### Aim of the exercise
What you produce should match the records exactly, line for line.

Stored data entries:
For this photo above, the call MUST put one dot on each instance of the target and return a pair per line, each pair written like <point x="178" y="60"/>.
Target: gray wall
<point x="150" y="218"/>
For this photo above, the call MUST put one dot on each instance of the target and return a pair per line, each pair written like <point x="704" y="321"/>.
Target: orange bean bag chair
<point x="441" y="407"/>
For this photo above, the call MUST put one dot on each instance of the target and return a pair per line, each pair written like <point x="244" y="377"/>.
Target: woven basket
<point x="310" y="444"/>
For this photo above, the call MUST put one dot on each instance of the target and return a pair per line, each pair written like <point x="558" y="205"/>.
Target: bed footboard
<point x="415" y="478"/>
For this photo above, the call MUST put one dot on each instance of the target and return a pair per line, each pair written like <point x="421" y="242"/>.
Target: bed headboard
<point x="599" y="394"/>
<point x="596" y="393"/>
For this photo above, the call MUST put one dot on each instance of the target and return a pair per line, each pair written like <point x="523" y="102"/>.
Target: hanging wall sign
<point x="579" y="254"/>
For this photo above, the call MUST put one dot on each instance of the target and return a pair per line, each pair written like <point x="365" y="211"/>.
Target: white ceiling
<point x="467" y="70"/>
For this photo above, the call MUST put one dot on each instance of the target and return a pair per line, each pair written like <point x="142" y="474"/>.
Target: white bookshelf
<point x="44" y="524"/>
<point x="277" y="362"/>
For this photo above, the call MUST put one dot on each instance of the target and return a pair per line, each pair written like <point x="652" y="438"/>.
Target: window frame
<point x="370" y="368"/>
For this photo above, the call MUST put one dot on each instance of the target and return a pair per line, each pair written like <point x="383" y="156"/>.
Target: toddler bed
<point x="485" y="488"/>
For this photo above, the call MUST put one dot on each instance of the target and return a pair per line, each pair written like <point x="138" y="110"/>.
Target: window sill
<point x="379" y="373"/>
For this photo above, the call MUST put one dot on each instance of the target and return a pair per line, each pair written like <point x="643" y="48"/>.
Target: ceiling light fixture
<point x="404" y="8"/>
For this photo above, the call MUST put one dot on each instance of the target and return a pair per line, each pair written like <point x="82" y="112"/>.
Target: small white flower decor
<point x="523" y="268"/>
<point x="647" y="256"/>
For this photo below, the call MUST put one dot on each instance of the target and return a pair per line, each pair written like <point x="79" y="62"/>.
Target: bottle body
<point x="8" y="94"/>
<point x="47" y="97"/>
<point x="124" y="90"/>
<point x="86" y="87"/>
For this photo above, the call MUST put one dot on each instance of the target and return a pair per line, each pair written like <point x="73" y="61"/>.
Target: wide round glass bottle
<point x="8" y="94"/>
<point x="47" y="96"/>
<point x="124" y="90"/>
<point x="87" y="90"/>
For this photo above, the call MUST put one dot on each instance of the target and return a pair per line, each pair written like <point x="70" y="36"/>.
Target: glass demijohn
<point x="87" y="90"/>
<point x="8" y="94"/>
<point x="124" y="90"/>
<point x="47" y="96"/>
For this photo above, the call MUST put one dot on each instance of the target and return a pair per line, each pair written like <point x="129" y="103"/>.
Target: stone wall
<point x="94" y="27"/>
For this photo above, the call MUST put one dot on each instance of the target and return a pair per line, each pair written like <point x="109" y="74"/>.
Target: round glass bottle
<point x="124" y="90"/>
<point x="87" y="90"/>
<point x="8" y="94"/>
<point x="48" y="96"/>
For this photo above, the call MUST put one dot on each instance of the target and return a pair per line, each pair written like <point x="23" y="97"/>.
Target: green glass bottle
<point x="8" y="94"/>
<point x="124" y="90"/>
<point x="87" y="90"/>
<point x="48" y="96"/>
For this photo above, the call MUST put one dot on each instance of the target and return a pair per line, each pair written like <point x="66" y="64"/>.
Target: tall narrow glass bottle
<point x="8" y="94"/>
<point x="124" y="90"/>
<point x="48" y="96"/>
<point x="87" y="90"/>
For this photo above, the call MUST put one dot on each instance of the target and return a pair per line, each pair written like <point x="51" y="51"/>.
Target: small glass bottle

### Response box
For this photo above, the call MUST put one dot on each instance of the target and return a pair per line, each pair written like <point x="178" y="60"/>.
Target: gray wall
<point x="150" y="218"/>
For this photo above, the call MUST put one dot on each instance of the target and return a pair per line, each pair written like <point x="704" y="321"/>.
Target: orange bean bag chair
<point x="441" y="407"/>
For this photo above, the call MUST put one dot on each instance of the target and return a pair per line, each pair written like <point x="244" y="377"/>.
Target: woven basket
<point x="310" y="444"/>
For this photo above, the call MUST put one dot on each instance of the target and return a pair per line, each pair written like <point x="558" y="205"/>.
Target: bed footboard
<point x="415" y="478"/>
For this photo above, the call MUST put one dot on each instance of the target and return a pair per line, each pair written like <point x="421" y="242"/>.
Target: bed headboard
<point x="599" y="394"/>
<point x="596" y="393"/>
For this photo above, the call MUST put one dot on each instance of the target and return a pair per line, each pair written like <point x="523" y="102"/>.
Target: hanging wall sign
<point x="579" y="254"/>
For this photo above, the call MUST put one dot on each instance of the target and return a pair per line, each pair written like <point x="365" y="211"/>.
Target: white ceiling
<point x="467" y="70"/>
For this photo above, the call MUST put one dot on each instance of the target and return a pair per line, each pair written like <point x="142" y="474"/>.
Target: white bookshelf
<point x="44" y="524"/>
<point x="277" y="362"/>
For this photo above, the call MUST put one dot on each instance of the target and return a pair per line, each pair written like <point x="652" y="438"/>.
Target: window frame
<point x="370" y="368"/>
For this photo above, the call MUST put one dot on each instance of the target and return a pair per line, each pair written like <point x="383" y="156"/>.
Target: toddler bed
<point x="485" y="488"/>
For this photo above, the call MUST put one dot on each instance of the target and return a pair per line, each pair written like <point x="138" y="110"/>.
Target: window sill
<point x="379" y="373"/>
For this photo above, the call MUST put one dot on each instance of the target and return a pair per line, each pair written like <point x="643" y="48"/>.
Target: ceiling light fixture
<point x="404" y="8"/>
For this photo above, the call MUST put one dot on each instance of the target and return a pair per line, each pair written like <point x="82" y="112"/>.
Target: small white flower decor
<point x="523" y="268"/>
<point x="647" y="256"/>
For this photo below, the call MUST put one dot on each instance of the target and return a pair per line, each pair written like <point x="79" y="62"/>.
Target: bottle body
<point x="8" y="94"/>
<point x="47" y="97"/>
<point x="124" y="90"/>
<point x="86" y="87"/>
For this photo above, the call MUST put one dot on each instance of the target and return a pair per line, each pair written like <point x="73" y="61"/>.
Target: wide round glass bottle
<point x="8" y="94"/>
<point x="47" y="96"/>
<point x="124" y="90"/>
<point x="87" y="90"/>
For this photo above, the call MUST put one dot on each instance of the target and return a pair per line, each pair written like <point x="70" y="36"/>.
Target: glass demijohn
<point x="87" y="90"/>
<point x="8" y="94"/>
<point x="124" y="90"/>
<point x="47" y="96"/>
For this photo above, the call MUST put one dot on each instance of the target and return a pair per line, each pair written like <point x="129" y="103"/>.
Target: stone wall
<point x="94" y="27"/>
For this photo above, the call MUST put one dot on each instance of the target and return a pair per line, each pair written like <point x="109" y="74"/>.
Target: round glass bottle
<point x="124" y="90"/>
<point x="87" y="90"/>
<point x="8" y="94"/>
<point x="48" y="96"/>
For this photo above, the call MUST put one dot on each instance of the target and return a pair per line, each pair written like <point x="23" y="97"/>.
Target: green glass bottle
<point x="8" y="94"/>
<point x="124" y="90"/>
<point x="87" y="90"/>
<point x="48" y="96"/>
For this photo above, the call MUST put one dot on each instance of the target and return a pair per line, each pair written like <point x="66" y="64"/>.
Target: tall narrow glass bottle
<point x="8" y="94"/>
<point x="124" y="90"/>
<point x="48" y="96"/>
<point x="87" y="90"/>
For this photo above, the call MUST put one dot on each instance of the target and return a pair per line, each pair written like <point x="51" y="51"/>.
Target: small glass bottle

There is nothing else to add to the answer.